* [Extracted text]
::::::
Setting \(\tau =\Theta (n^{2/3})\) we get a data structure that uses \(O\left( n + n^3/\tau ^3\right) = O(n)\) space and has query time \(O(|P_1| + |P_2| + \tau \log ^{\epsilon } n) = O(|P_1| + |P_2| + n^{2/3} \log ^{\epsilon } n)\), for constant \(\epsilon > 0\). We answer an \(\mathsf {Exists}\) query with a \(\mathsf {Count}\) query. In summary, we have the following result:

Lemma 2

Given a string of length n and constant \(\epsilon >0\), we can construct an O(n) space data structure that supports \(\mathsf {Exists}(P_1, P_2, \alpha , \beta )\) and \(\mathsf {Count}(P_1, P_2, \alpha , \beta )\) queries in \(O(|P_1| + |P_2| + n^{2/3}\log ^{\epsilon }n)\) time.

4 Reporting

In this section, we describe our data structure for reporting queries. Note that in Sect. 3, we explicitly find all valid occurrences except for type (ii) occurrences, where we use the precomputed values. In this section, we describe how we can use a recursive scheme to report these.
::::::
* [Records of labeled points]
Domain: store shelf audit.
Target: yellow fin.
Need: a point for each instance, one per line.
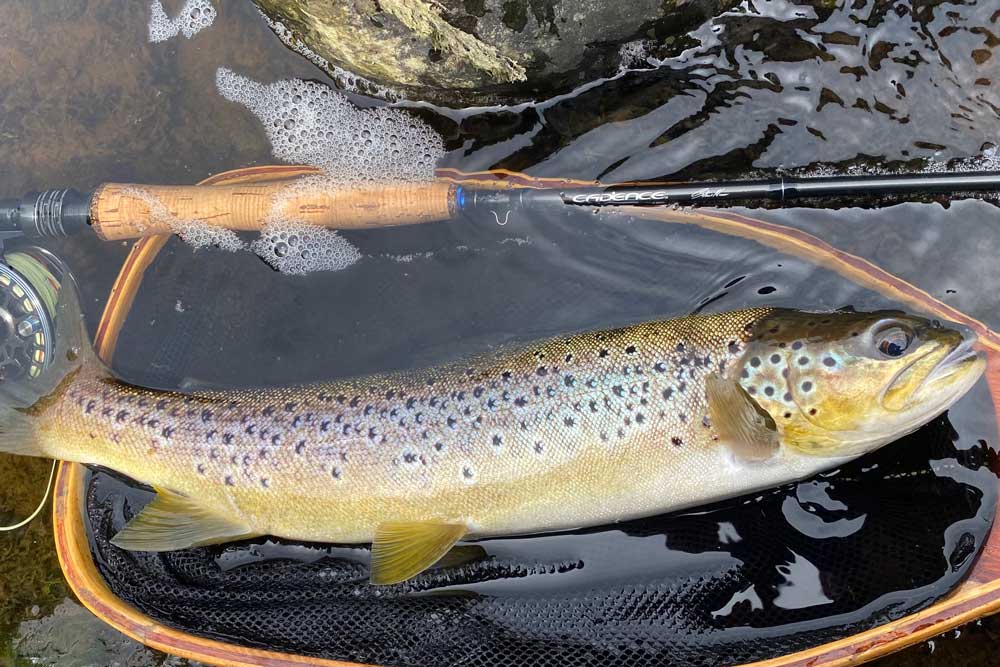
(402, 550)
(172, 521)
(743, 426)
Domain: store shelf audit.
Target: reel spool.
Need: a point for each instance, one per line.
(30, 281)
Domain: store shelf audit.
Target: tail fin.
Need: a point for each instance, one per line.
(22, 401)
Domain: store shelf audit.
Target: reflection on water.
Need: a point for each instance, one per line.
(779, 85)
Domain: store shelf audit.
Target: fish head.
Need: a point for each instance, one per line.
(844, 383)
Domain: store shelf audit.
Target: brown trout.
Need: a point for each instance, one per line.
::::::
For each statement below, decide whether it agrees with the excerpt on the string data structure above. Answer yes or no, and quote the deciding words of the excerpt exactly.
(a) With τ set to Θ(n^{2/3}), the data structure uses linear space.
(b) An Exists query is answered by means of a reporting query.
(c) Section 3 explicitly finds every valid occurrence, type (ii) occurrences included.

(a) Yes: "we get a data structure that uses \(O\left( n + n^3/\tau ^3\right) = O(n)\) space"
(b) No: "We answer an \(\mathsf {Exists}\) query with a \(\mathsf {Count}\) query."
(c) No: "we explicitly find all valid occurrences except for type (ii) occurrences, where we use the precomputed values"